DIRECTIONS.
The full data must be written out exactly, with every line included.

[Items listed in a dataset]
○ ○ ○ ○ ○

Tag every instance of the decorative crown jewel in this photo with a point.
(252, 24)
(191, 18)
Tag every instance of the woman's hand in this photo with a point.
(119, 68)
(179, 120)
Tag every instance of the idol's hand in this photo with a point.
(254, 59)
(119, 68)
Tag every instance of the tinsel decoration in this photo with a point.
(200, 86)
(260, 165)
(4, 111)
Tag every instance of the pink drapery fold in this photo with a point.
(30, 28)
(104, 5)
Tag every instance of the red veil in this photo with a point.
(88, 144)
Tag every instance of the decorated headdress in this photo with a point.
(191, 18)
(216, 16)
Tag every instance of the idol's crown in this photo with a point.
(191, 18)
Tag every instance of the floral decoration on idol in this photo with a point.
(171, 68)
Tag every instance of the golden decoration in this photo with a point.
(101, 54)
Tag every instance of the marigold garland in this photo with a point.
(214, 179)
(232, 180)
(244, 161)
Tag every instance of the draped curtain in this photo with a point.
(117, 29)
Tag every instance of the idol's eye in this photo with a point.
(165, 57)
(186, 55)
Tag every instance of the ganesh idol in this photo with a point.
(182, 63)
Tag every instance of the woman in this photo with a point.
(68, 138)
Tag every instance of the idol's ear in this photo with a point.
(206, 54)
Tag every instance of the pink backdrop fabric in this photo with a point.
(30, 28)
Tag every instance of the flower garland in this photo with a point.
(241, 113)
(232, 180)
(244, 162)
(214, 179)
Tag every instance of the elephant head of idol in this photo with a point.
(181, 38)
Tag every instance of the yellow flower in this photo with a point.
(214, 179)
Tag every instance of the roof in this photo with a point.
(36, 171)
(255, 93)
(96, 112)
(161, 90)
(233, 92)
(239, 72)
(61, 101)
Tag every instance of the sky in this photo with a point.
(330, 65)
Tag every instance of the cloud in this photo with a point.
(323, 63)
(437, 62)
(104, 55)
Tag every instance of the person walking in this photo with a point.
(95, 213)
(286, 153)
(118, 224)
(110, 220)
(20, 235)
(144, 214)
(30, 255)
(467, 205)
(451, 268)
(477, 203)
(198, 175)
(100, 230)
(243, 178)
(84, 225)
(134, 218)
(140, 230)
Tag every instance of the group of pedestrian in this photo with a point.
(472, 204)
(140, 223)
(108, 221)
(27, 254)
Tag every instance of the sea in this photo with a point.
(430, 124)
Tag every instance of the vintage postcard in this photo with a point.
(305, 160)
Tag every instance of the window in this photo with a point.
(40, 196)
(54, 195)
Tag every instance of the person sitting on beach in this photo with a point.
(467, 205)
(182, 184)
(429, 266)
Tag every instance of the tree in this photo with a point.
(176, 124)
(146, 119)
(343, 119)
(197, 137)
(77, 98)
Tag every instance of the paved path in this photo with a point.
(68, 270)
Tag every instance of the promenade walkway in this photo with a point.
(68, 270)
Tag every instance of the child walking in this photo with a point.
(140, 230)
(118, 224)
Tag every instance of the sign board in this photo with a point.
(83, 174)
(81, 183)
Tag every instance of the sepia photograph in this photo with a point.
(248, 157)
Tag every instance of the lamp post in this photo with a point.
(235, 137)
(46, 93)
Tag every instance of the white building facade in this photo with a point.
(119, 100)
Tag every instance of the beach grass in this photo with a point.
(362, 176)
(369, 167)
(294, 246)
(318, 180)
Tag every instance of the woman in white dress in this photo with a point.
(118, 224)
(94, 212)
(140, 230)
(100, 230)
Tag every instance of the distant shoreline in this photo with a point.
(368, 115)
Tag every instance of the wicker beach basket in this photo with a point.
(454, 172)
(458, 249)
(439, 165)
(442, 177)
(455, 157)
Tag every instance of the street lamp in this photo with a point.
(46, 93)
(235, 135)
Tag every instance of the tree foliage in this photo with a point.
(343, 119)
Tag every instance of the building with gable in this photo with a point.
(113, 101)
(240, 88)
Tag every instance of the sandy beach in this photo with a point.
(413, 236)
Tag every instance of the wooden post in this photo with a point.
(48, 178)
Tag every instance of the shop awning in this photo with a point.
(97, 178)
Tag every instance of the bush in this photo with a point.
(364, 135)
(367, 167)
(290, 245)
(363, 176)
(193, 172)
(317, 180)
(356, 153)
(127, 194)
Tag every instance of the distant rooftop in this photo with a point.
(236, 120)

○ ○ ○ ○ ○

RESPONSE FOR THIS EXERCISE.
Tag every instance of the decorative crown jewel in this photo with a point.
(252, 24)
(191, 18)
Tag every instance of the woman's hand in this photo with a point.
(119, 68)
(179, 120)
Tag every instance of the idol's hand in this photo with a point.
(254, 59)
(119, 68)
Tag every instance of the tinsel decoration in this photo with a point.
(200, 86)
(260, 165)
(4, 111)
Tag every instance of the pink drapery fold in this photo with a point.
(30, 28)
(104, 5)
Tag every instance of the red veil in this photo with a point.
(88, 144)
Tag every instance of the decorated headdress in this photo with a point.
(191, 18)
(216, 16)
Tag every instance of the idol's crown in this photo with a point.
(191, 18)
Tag every instance of the floral decoration on idol in this photo with a point.
(171, 68)
Tag every instance of the golden decoration in this photo with a point.
(101, 54)
Tag every instance of the marigold garland in this photo with a point.
(214, 179)
(232, 180)
(244, 161)
Tag every instance of the draped curtain in this photo with a point.
(117, 29)
Tag every instance of the idol's eye in this photo with a point.
(165, 57)
(186, 55)
Tag every instance of the ganesh idol in this photo with a point.
(182, 63)
Tag every instance of the woman in this photo with a point.
(68, 138)
Tag every instance of the idol's ear in this photo with a point.
(206, 54)
Tag every instance of the pink backdrop fabric in this photo with a point.
(30, 28)
Tag every instance of the flower garland in this photo with a point.
(241, 113)
(232, 180)
(244, 162)
(214, 179)
Tag every instance of the elephant head of idol in this photo with a point.
(181, 38)
Tag every instance of the yellow flower in this photo with a point.
(214, 179)
Tag every instance of the roof in this photo with a point.
(36, 171)
(255, 93)
(96, 112)
(161, 90)
(233, 92)
(239, 72)
(61, 101)
Tag every instance of the sky in this photo with a point.
(330, 65)
Tag every instance of the cloud in this photo with a point.
(323, 63)
(437, 62)
(104, 55)
Tag every instance of the person walking in this photo with a point.
(95, 213)
(286, 153)
(118, 224)
(110, 220)
(20, 235)
(144, 214)
(30, 255)
(467, 205)
(451, 268)
(477, 203)
(198, 175)
(100, 230)
(243, 178)
(84, 225)
(134, 218)
(140, 230)
Tag every instance of the group of pedestrian in this photo with a point.
(472, 204)
(140, 223)
(108, 221)
(27, 254)
Tag every instance of the sea in this photo with a point.
(430, 124)
Tag every instance of the vintage postcard in this photo with a point.
(305, 160)
Tag every instance of the window in this photo with a point.
(40, 196)
(54, 195)
Tag every instance of the person sitting on beach in this photo with a point.
(467, 205)
(182, 184)
(429, 266)
Tag every instance of the tree in this photo with a point.
(176, 124)
(146, 119)
(343, 119)
(197, 137)
(77, 98)
Tag every instance of the paved path in this photo with a point.
(68, 270)
Tag every instance of the promenade walkway in this photo with a point.
(68, 270)
Tag every instance of the child walking in this photo with a point.
(140, 230)
(118, 224)
Tag every instance of the sign board in this photo with a point.
(83, 174)
(81, 183)
Tag every instance of the sepia photograph in this photo with a point.
(248, 157)
Tag every instance of the lamp post in this photo with a point.
(235, 137)
(46, 93)
Tag every instance of the white building facade in this photo with a point.
(119, 100)
Tag every instance of the beach grass in this photo with a point.
(362, 176)
(369, 167)
(294, 246)
(318, 180)
Tag every instance of the woman in white dress in this photo with a point.
(118, 224)
(94, 212)
(140, 230)
(100, 230)
Tag every instance of the distant shoreline in this photo with a point.
(368, 115)
Tag every instance of the wicker beach basket in this photo with a point.
(454, 172)
(458, 249)
(439, 165)
(442, 177)
(455, 157)
Tag every instance of the street lamp in this photo with a point.
(46, 93)
(235, 135)
Tag every instance of the tree foliage in this photo with a point.
(343, 119)
Tag every instance of the building with gable in this photo with a point.
(113, 101)
(240, 88)
Tag every instance of the sandy beach in this photo with a point.
(413, 236)
Tag every instance of the wooden post in this photo with a point.
(48, 178)
Tag every instance of the shop awning in this photo with a point.
(97, 178)
Tag every instance of the bush in this photo with a point.
(364, 135)
(367, 167)
(290, 245)
(363, 176)
(193, 172)
(317, 180)
(356, 153)
(127, 194)
Tag every instance of the distant rooftop in this photo with a point.
(236, 120)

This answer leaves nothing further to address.